**EXERCISE DETAILS**
Please update the lines below by changing every "field-scouting tally" to "survey count" and leaving everything else as it is.

**DATA ENTRIES**
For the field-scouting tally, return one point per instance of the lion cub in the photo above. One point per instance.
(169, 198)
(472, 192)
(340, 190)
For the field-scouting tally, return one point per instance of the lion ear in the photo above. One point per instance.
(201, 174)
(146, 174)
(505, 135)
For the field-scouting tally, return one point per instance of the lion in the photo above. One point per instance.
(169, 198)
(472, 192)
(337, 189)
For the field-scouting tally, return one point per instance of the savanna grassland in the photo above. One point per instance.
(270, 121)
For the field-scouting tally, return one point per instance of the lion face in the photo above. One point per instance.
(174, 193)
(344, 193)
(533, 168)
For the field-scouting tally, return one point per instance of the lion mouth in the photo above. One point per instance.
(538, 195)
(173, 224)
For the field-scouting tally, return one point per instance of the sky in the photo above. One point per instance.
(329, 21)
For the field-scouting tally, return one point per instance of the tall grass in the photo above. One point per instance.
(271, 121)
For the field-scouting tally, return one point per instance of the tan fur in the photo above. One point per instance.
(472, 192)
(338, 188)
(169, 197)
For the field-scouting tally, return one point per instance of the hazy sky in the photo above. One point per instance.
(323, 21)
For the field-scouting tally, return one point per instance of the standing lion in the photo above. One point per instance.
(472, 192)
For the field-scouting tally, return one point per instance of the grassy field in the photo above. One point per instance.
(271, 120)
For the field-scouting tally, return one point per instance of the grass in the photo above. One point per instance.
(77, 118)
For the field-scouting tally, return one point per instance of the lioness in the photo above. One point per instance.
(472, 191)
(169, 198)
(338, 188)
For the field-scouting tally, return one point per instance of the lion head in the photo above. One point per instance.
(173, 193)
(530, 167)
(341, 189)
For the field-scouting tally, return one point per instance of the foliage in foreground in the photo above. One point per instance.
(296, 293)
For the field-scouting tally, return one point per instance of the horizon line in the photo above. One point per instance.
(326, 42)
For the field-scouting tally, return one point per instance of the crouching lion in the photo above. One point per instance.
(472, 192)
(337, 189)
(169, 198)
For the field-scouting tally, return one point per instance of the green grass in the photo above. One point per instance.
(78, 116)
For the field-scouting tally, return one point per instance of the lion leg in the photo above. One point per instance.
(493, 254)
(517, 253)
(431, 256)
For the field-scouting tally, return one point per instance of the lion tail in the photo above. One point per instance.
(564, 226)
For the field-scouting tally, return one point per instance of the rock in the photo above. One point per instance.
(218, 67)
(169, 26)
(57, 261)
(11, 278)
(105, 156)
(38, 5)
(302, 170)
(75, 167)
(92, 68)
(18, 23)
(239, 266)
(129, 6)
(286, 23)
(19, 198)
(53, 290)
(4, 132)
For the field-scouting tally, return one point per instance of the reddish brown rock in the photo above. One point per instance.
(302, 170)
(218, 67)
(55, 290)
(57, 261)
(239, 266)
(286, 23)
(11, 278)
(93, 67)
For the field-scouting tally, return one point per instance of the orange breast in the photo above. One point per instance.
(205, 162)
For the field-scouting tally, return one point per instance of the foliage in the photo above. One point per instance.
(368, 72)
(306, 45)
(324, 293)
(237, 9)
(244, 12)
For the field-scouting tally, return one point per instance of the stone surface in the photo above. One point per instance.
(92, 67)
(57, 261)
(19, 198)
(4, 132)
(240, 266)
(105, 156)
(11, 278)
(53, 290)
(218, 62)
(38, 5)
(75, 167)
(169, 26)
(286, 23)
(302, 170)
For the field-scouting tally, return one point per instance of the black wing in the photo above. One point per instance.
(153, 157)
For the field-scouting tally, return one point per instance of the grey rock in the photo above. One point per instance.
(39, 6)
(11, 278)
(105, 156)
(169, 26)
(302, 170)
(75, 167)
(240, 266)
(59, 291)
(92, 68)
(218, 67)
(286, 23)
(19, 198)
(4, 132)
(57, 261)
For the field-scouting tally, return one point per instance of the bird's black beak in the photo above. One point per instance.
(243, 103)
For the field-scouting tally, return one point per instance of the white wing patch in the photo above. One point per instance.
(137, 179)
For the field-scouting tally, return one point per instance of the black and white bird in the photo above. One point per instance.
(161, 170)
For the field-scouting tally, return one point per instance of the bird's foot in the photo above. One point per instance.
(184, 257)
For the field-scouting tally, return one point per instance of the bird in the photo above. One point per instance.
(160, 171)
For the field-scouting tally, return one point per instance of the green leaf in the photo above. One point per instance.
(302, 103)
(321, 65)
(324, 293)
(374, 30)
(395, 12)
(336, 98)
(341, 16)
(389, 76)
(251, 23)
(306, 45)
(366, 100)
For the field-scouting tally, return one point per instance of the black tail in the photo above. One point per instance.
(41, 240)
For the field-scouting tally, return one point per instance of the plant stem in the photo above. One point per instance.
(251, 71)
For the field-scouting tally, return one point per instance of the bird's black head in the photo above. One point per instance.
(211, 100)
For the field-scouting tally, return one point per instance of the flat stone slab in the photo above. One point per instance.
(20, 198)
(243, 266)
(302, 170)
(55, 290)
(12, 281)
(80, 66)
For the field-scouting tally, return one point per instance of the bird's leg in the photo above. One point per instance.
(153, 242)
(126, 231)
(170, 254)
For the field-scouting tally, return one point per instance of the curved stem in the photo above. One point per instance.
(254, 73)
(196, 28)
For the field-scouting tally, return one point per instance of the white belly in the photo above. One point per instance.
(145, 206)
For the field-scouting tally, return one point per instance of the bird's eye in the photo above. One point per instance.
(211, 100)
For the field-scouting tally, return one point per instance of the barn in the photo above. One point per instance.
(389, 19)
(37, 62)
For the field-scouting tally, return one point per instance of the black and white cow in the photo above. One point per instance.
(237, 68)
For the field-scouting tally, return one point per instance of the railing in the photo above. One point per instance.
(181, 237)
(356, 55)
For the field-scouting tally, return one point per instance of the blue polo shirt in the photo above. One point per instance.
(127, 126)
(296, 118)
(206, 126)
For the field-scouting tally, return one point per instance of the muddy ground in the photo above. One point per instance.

**EXERCISE OUTPUT**
For the survey count, return one point per instance of the lion cub in the photo above. One point per instance.
(169, 198)
(472, 192)
(340, 190)
For the survey count, return one point per instance of the lion ear in the photo above. One point per instance.
(201, 174)
(146, 174)
(505, 135)
For the survey count, return one point per instance of the lion in the photo above. One point per instance.
(169, 198)
(472, 192)
(337, 189)
For the survey count, return one point per instance of the savanna grassland in the photo above. One point per instance.
(270, 121)
For the survey count, return one point per instance of the lion face in the photo above. One point per instance.
(174, 193)
(344, 193)
(533, 168)
For the survey count, return one point per instance of the lion mouth in the photo above. One point per instance.
(538, 195)
(173, 224)
For the survey count, return one point per instance of the sky in the photo above. One point per instance.
(329, 21)
For the survey count, return one point per instance of the tall grass in the photo above. One point per instance.
(271, 121)
For the survey count, return one point per instance of the tan fur in the photo above. One point per instance.
(472, 192)
(338, 188)
(169, 197)
For the survey count, return one point per instance of the hazy sky in the photo above. One point per instance.
(323, 21)
For the survey count, return one point per instance of the standing lion in the photo above. One point per instance.
(472, 192)
For the survey count, return one point per instance of the grassy field in the photo above. One point per instance.
(271, 120)
For the survey count, return one point per instance of the grass in the photo above. One point per instance.
(77, 118)
For the survey count, return one point per instance of the lioness in the photo above. One point per instance.
(472, 191)
(169, 198)
(338, 188)
For the survey count, return one point per instance of the lion head in the photo above. One point per instance.
(173, 193)
(530, 167)
(341, 189)
For the survey count, return one point per instance of the foliage in foreground in the photo above. One point per instance.
(296, 293)
For the survey count, return one point per instance of the horizon line in the photo above. One point per instance.
(326, 42)
For the survey count, return one point per instance of the crouching lion in the photo above. One point per instance.
(472, 192)
(337, 189)
(169, 198)
For the survey count, return one point per instance of the green grass in the photo above. One point per instance.
(78, 116)
For the survey count, return one point per instance of the lion leg in the photo above. One point per instance.
(493, 254)
(517, 253)
(431, 256)
For the survey count, return one point per instance of the lion tail in the photo above. One point per instance.
(564, 226)
For the survey count, return one point per instance of the rock in the photo above. One point per instance.
(218, 67)
(169, 26)
(57, 261)
(11, 278)
(105, 156)
(38, 5)
(302, 170)
(75, 167)
(92, 68)
(18, 23)
(239, 266)
(129, 6)
(286, 23)
(19, 198)
(53, 290)
(4, 132)
For the survey count, return one point per instance of the reddish brown rock in the photo above. One point per instance.
(302, 170)
(218, 67)
(55, 290)
(57, 261)
(239, 266)
(286, 23)
(11, 278)
(93, 67)
For the survey count, return one point per instance of the orange breast in the photo above. One point per instance.
(205, 162)
For the survey count, return one point per instance of the foliage in the photo above. One point per instance.
(368, 72)
(306, 45)
(324, 293)
(237, 9)
(244, 12)
For the survey count, return one point per instance of the stone surface in the photo above. One point per instance.
(92, 67)
(57, 261)
(19, 198)
(4, 132)
(240, 266)
(105, 156)
(11, 278)
(53, 290)
(218, 62)
(38, 5)
(75, 167)
(169, 26)
(286, 23)
(302, 170)
For the survey count, return one point per instance of the black wing in the photo above. One point per instance.
(153, 157)
For the survey count, return one point per instance of the grey rock in the photo above. One point per instance.
(39, 6)
(11, 278)
(105, 156)
(169, 26)
(302, 170)
(75, 167)
(240, 266)
(59, 291)
(92, 68)
(218, 67)
(286, 23)
(19, 198)
(4, 132)
(57, 261)
For the survey count, return one point per instance of the bird's black beak in the photo above. One point per instance.
(243, 103)
For the survey count, return one point per instance of the white wing patch in the photo above. One point per instance.
(137, 179)
For the survey count, return one point per instance of the black and white bird in the photo above. One point per instance.
(161, 170)
For the survey count, return one point per instance of the bird's foot in the photo above. One point per instance.
(184, 257)
For the survey count, return one point per instance of the bird in the photo above. One point per instance.
(160, 171)
For the survey count, return one point per instance of the green leaf in the photo above. One point per instance.
(302, 103)
(321, 65)
(324, 293)
(374, 30)
(395, 12)
(336, 98)
(341, 16)
(389, 76)
(251, 23)
(306, 45)
(366, 100)
For the survey count, return one point per instance of the black tail in the photo above. One point per instance.
(41, 240)
For the survey count, return one point per instance of the plant stem in the photo above. One point per instance.
(251, 71)
For the survey count, return one point per instance of the bird's black head in the photo above. One point per instance.
(211, 100)
For the survey count, return one point per instance of the flat stone slab in the photo above. One point per instance.
(20, 198)
(243, 266)
(302, 170)
(55, 290)
(12, 281)
(80, 66)
For the survey count, return one point per instance of the bird's leg in the photo above. One point per instance.
(153, 242)
(126, 231)
(170, 254)
For the survey count, return one point per instance of the curved stem in the photo above. One point per instance.
(254, 73)
(196, 28)
For the survey count, return one point per instance of the white belly in the photo above. One point per instance.
(145, 206)
For the survey count, return one point per instance of the bird's eye in the photo above. One point per instance.
(211, 100)
For the survey count, return one point per instance of the barn in the photo above. One point per instance.
(389, 19)
(37, 62)
For the survey count, return one point per instance of the black and white cow in the photo above. One point per instance.
(237, 68)
For the survey count, return one point per instance of the railing in the photo above. One point per instance.
(181, 237)
(356, 55)
For the survey count, return one point per instance of the blue polo shirt in the photo above. One point per instance.
(127, 126)
(296, 118)
(206, 126)
For the survey count, return one point per instance of the muddy ground in the photo above. One point per instance.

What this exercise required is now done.